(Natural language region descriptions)
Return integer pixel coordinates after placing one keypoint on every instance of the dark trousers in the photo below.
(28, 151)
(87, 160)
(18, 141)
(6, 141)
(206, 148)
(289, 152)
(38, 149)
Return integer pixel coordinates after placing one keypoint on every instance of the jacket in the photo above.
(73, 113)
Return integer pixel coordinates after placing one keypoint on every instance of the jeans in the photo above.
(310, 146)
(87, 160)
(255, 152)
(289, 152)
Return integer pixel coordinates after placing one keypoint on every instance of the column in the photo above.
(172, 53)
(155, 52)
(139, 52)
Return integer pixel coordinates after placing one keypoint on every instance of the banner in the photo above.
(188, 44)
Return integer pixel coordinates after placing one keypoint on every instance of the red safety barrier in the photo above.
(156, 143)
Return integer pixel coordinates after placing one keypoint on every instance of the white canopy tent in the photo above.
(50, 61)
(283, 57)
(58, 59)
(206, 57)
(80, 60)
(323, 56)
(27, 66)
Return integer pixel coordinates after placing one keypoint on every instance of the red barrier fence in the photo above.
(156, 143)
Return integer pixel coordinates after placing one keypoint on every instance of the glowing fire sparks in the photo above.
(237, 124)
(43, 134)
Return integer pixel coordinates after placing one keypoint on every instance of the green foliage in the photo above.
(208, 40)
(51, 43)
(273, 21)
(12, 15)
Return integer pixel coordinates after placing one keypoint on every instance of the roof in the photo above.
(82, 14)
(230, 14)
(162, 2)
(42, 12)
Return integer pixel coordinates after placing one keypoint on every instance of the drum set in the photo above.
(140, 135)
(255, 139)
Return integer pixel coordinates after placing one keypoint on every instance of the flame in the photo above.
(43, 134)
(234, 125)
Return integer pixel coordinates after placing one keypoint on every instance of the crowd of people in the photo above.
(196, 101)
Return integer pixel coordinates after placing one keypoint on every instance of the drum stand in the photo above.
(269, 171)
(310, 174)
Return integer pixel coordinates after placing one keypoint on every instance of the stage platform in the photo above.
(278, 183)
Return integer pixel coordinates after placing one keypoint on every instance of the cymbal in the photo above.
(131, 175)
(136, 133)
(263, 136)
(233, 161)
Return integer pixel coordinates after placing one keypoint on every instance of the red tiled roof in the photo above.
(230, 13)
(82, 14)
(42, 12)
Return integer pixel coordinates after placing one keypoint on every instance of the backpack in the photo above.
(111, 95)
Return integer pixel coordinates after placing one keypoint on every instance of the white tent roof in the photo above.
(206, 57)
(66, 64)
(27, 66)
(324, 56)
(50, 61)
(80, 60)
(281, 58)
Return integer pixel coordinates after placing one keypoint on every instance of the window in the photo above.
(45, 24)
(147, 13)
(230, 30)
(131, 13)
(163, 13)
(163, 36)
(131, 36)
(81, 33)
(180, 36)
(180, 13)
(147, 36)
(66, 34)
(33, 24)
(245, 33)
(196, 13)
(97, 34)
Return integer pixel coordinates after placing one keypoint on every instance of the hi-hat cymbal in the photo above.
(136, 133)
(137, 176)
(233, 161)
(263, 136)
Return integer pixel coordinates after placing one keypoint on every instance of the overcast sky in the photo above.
---
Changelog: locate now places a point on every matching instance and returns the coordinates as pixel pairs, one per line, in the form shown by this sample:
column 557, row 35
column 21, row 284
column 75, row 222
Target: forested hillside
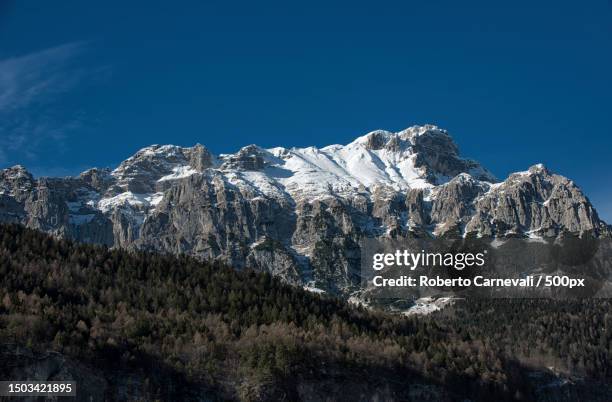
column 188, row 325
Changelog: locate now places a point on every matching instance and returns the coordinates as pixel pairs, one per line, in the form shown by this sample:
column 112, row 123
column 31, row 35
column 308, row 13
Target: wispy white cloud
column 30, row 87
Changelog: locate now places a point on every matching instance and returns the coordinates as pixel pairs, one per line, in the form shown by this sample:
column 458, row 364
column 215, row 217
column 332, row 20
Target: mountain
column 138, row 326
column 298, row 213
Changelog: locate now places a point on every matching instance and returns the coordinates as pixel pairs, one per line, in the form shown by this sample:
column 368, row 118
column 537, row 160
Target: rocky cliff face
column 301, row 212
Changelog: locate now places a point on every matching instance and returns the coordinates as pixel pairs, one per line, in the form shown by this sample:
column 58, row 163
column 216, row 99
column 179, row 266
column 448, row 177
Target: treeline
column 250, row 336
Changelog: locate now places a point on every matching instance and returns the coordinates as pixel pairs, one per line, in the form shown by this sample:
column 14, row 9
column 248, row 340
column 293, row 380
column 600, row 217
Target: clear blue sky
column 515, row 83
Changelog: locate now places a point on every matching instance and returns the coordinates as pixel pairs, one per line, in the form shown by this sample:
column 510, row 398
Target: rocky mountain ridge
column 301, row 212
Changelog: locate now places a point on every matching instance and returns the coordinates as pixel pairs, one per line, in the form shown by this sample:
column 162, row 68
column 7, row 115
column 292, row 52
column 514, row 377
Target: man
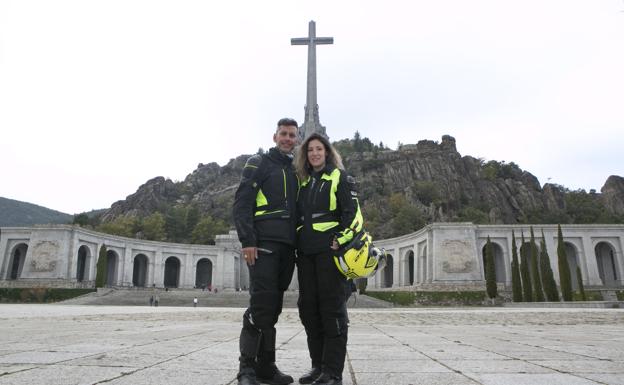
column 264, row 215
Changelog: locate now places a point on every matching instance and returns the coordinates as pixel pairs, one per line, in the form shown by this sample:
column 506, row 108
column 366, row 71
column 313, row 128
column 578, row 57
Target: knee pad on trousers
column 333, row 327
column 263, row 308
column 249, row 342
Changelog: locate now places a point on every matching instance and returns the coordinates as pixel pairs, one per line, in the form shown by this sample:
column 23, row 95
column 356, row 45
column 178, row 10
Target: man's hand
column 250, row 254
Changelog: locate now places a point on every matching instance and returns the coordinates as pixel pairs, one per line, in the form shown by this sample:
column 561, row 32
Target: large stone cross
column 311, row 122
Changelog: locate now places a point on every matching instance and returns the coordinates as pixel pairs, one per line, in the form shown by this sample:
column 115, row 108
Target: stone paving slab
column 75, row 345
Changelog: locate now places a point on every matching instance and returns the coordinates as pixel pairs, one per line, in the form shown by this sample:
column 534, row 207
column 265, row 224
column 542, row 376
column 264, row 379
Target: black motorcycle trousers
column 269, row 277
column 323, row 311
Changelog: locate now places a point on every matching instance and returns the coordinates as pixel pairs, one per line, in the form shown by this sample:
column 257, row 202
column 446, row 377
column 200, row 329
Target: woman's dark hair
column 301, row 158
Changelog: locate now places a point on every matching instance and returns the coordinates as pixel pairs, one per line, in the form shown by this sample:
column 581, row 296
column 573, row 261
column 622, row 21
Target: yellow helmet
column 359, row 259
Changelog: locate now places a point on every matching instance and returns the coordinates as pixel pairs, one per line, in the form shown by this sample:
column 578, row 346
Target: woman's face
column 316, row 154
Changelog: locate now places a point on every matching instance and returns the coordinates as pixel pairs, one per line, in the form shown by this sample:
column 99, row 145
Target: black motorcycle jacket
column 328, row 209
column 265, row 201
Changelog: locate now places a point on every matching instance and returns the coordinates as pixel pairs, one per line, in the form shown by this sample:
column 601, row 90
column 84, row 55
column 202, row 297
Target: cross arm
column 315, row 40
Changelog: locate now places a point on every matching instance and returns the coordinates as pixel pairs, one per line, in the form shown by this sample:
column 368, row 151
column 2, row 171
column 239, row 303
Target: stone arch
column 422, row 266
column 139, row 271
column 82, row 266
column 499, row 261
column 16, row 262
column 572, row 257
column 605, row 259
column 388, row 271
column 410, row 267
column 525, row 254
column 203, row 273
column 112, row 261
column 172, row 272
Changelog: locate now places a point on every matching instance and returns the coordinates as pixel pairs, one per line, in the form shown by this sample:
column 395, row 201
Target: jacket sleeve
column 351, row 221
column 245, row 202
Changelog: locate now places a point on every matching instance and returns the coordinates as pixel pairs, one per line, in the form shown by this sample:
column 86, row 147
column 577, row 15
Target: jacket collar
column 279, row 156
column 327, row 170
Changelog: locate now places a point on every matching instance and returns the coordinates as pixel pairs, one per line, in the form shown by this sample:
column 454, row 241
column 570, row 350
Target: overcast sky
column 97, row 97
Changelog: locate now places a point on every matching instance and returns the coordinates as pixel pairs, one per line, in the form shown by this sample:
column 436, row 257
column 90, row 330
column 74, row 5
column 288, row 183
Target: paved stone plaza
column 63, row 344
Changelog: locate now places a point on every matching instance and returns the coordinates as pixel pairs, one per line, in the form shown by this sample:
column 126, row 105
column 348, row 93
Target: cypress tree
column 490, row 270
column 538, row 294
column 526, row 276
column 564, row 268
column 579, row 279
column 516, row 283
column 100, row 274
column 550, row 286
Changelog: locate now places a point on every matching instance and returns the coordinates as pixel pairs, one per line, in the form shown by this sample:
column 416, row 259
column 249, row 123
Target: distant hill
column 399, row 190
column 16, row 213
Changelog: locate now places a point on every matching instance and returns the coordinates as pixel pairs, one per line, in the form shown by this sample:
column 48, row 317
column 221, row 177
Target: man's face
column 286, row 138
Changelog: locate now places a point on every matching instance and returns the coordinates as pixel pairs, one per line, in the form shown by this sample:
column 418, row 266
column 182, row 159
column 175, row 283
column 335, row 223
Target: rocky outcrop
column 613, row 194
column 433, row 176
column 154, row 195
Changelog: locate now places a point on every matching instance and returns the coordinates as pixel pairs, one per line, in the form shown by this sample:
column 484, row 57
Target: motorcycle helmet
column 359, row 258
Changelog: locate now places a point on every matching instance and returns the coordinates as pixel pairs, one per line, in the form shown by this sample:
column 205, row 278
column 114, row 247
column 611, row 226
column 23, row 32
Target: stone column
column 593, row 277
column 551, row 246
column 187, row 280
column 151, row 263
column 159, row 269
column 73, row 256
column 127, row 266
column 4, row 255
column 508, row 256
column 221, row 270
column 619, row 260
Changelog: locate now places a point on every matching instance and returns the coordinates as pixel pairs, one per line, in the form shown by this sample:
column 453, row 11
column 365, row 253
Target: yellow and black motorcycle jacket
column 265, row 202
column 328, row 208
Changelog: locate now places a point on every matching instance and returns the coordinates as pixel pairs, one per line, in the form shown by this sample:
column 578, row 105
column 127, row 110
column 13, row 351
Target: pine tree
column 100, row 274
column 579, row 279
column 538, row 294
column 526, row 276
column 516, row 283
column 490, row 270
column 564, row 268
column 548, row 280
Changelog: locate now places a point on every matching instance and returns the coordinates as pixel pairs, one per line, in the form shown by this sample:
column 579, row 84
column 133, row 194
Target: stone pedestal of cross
--
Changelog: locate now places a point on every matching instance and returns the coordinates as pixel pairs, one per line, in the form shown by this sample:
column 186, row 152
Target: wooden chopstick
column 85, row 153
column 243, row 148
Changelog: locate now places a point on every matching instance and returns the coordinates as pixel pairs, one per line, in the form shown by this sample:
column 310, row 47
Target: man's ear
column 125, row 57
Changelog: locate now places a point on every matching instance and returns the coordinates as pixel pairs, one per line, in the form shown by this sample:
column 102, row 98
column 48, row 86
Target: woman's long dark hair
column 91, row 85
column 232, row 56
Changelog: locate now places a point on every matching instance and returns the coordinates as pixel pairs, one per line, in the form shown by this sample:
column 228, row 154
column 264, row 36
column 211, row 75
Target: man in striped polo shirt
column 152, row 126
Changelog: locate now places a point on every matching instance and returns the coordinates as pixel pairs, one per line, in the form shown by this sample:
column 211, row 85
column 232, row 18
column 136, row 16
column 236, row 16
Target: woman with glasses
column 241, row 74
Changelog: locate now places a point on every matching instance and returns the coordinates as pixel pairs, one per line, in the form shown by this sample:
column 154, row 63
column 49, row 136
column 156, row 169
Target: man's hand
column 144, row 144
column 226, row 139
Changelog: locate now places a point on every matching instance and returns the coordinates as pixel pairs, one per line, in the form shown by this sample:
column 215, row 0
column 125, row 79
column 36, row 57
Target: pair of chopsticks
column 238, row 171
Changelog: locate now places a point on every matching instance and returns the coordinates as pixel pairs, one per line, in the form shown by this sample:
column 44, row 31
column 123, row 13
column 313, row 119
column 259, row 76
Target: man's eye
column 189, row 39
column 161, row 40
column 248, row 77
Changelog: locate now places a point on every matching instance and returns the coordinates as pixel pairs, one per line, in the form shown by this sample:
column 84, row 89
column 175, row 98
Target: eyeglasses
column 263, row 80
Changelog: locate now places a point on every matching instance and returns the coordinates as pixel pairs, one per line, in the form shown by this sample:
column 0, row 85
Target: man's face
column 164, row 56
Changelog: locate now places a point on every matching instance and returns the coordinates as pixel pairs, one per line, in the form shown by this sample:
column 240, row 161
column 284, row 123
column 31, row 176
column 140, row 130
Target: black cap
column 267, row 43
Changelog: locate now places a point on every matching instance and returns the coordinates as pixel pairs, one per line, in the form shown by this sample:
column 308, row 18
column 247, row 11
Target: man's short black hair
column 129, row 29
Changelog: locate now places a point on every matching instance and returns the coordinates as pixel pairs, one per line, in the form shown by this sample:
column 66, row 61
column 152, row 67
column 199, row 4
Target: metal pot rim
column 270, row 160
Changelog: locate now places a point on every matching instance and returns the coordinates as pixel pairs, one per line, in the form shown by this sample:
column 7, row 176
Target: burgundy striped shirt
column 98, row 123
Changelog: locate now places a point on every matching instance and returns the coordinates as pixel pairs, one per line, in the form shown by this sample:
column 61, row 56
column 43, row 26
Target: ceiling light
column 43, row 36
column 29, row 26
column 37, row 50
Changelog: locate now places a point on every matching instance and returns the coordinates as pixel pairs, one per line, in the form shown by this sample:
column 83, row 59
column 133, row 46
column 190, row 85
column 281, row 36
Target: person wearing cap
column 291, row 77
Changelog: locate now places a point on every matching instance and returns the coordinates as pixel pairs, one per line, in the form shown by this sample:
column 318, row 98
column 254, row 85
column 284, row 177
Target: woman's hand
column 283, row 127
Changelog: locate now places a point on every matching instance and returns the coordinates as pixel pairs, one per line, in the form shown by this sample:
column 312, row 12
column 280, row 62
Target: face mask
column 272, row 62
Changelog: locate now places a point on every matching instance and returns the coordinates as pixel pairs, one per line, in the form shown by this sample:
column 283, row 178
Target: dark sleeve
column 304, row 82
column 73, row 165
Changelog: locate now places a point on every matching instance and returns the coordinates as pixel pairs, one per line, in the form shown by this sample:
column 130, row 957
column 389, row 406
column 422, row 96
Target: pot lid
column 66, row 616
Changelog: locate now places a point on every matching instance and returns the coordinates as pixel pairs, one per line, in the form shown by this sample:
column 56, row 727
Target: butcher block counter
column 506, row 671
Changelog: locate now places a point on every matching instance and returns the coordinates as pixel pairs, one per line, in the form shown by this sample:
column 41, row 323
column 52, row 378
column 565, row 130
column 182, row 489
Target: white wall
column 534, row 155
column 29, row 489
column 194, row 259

### What the exercise asks:
Starting with the line that holds "column 2, row 171" and ending with the line that holds "column 395, row 201", retype every line in the data above exactly, and nothing else.

### Your solution:
column 2, row 171
column 239, row 303
Target: stone arch
column 422, row 266
column 139, row 271
column 82, row 266
column 499, row 261
column 16, row 262
column 572, row 257
column 605, row 259
column 388, row 271
column 410, row 267
column 525, row 254
column 203, row 273
column 112, row 261
column 172, row 272
Changelog: locate now places a point on every matching instance and returns the coordinates as pixel pairs, one per line, in the form shown by this sample:
column 395, row 201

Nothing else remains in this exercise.